**Selected excerpt:**
Programmes target the highest risk to life and livelihoods

Italy has started to use of its field network more systematically in determining humanitarian needs and in selecting partners. This is a welcome step to ensure Italy’s humanitarian assistance is locally appropriate and coherent with development. As Italy supports innovation in the humanitarian sector, it is well placed to use the long-standing partnerships built between some of its NGOs and local CSOs to start direct support to those local responders it knows well.

Programming is becoming more structured and closer to the field

Like most DAC members, Italy relies primarily on its humanitarian partners’ evaluations and financial appeals to decide where to engage and who to support. European civil protection and humanitarian needs assessment mechanisms also provide additional material for decision making. However, Italy has started to modernise the way it allocates its humanitarian funding, building more on its field presence to determine its allocation decisions. The MFAIC and the AICS now involve Italian embassies and field networks more consistently in assessing humanitarian needs and partners’ ability to meet them. This process, started in 2018, is part of Italy’s endeavour to improve its humanitarian effectiveness. These efforts are also included in the upcoming guidelines on the nexus, and should be encouraged as they allow Italy to make good use of its available expertise and bring a more structured engagement in crisis contexts.

**Material shown:**
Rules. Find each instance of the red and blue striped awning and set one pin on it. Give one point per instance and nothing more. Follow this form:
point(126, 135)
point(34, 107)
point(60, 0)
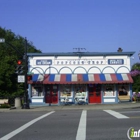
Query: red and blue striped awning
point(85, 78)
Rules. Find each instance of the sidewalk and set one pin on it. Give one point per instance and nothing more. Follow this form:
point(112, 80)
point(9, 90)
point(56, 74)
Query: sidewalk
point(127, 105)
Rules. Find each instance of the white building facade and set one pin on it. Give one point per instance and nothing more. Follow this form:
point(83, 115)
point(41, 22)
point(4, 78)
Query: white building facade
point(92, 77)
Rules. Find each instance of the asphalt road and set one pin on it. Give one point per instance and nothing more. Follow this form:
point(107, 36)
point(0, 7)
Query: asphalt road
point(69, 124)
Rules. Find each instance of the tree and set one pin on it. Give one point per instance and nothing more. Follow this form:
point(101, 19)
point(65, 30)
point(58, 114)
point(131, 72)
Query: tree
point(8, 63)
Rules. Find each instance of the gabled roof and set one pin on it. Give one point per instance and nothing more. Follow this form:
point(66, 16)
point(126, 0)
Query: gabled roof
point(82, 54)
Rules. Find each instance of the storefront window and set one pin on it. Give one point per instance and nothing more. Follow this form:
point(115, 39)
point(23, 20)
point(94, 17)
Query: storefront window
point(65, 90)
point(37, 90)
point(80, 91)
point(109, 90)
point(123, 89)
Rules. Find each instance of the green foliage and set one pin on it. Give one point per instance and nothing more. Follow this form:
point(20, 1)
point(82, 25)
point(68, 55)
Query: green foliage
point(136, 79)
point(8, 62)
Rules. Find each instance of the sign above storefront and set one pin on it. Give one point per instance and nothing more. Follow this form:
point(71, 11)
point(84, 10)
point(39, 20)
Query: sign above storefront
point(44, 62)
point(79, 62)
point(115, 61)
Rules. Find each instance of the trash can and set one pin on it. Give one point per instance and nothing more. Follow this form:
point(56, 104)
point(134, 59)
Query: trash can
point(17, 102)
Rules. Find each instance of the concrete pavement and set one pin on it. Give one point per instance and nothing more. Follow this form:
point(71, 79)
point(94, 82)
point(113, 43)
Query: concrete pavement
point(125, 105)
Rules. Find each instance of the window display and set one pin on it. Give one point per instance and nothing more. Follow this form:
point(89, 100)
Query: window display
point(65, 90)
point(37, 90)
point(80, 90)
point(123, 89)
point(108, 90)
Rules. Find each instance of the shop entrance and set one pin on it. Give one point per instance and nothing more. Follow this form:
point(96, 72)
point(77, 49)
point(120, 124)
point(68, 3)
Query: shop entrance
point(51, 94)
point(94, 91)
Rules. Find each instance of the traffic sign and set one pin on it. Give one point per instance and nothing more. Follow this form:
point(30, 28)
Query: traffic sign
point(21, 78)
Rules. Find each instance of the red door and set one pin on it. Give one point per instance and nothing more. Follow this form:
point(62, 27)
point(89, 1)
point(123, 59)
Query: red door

...

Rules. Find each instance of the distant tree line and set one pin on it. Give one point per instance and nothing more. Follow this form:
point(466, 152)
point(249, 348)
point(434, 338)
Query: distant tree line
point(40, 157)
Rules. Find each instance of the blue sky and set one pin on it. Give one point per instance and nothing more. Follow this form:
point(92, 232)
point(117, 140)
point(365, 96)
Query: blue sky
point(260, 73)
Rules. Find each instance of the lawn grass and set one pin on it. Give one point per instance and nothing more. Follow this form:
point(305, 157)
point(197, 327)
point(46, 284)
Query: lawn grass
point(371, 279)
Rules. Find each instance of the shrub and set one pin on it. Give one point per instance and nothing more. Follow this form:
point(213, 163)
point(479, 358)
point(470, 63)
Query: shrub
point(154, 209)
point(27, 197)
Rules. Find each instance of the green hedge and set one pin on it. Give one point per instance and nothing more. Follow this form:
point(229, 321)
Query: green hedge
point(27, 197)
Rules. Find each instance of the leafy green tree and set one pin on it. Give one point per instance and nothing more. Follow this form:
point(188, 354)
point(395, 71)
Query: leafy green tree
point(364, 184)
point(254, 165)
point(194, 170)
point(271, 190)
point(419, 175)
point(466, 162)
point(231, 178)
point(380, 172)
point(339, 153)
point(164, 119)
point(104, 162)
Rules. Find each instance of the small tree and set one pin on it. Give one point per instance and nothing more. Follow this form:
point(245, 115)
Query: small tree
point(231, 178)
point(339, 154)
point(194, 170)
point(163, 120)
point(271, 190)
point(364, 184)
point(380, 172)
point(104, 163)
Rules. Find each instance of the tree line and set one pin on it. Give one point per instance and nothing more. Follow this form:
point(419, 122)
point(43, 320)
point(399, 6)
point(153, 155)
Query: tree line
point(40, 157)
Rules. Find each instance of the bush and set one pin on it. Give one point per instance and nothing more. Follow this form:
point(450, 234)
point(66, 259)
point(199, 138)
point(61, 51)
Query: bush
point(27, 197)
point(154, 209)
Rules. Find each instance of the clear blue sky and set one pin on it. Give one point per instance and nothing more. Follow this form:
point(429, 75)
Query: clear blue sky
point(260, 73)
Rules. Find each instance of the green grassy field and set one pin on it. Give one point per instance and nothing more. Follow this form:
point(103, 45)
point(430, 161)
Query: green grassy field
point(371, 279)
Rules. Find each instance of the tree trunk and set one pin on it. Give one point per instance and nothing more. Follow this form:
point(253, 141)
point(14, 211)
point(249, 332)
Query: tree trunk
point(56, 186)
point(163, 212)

---

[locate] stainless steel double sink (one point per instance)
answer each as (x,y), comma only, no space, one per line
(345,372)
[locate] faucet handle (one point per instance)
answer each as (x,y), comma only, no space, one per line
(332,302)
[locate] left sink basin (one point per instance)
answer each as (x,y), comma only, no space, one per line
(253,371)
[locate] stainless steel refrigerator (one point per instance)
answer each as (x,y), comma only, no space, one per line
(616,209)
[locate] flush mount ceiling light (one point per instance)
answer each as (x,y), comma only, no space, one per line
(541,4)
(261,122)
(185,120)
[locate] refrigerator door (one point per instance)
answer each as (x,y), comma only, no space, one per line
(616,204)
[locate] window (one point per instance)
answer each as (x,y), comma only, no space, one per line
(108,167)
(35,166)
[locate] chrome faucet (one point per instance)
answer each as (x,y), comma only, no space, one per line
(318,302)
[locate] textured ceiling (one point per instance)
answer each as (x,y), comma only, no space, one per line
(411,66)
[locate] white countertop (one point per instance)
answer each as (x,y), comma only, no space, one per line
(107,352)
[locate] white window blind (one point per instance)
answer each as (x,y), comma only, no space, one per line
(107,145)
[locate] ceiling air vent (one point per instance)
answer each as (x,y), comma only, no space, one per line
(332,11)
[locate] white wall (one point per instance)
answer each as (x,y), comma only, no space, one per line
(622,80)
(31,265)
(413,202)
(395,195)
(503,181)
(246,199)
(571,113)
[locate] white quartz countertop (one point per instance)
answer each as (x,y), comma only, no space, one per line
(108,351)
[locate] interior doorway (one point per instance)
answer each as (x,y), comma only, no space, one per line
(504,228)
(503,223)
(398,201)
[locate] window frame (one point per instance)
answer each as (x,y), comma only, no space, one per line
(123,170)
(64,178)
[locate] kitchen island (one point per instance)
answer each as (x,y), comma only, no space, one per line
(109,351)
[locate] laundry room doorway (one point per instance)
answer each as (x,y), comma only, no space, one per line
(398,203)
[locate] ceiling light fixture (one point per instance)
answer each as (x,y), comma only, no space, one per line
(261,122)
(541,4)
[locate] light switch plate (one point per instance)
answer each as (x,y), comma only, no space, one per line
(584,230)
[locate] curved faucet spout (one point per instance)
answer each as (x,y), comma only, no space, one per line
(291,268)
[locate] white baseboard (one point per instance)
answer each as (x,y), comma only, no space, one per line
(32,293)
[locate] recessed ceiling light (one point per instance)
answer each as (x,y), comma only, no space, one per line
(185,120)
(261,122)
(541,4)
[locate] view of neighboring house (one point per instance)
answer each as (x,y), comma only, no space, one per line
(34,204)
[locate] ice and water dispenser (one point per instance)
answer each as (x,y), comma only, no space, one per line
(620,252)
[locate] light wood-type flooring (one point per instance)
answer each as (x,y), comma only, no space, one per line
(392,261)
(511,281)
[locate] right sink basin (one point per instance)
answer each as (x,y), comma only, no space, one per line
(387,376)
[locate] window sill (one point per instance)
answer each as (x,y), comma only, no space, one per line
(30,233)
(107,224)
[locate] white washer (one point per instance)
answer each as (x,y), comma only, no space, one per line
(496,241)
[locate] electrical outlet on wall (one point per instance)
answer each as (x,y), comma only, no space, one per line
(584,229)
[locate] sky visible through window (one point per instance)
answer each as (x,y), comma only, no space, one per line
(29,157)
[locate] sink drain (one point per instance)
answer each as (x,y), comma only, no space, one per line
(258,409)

**To be done:**
(a) Repeat a portion of the passage on Italy's humanitarian programming word for word, beginning at the words "Programmes target the" and stopping after "it knows well.".
(b) According to the passage on Italy's humanitarian programming, in what year did Italy start involving its embassies and field networks more consistently in assessing humanitarian needs?
The records are drawn from a separate source.

**Task-by-task results:**
(a)
Programmes target the highest risk to life and livelihoods

Italy has started to use of its field network more systematically in determining humanitarian needs and in selecting partners. This is a welcome step to ensure Italy’s humanitarian assistance is locally appropriate and coherent with development. As Italy supports innovation in the humanitarian sector, it is well placed to use the long-standing partnerships built between some of its NGOs and local CSOs to start direct support to those local responders it knows well.

(b) 2018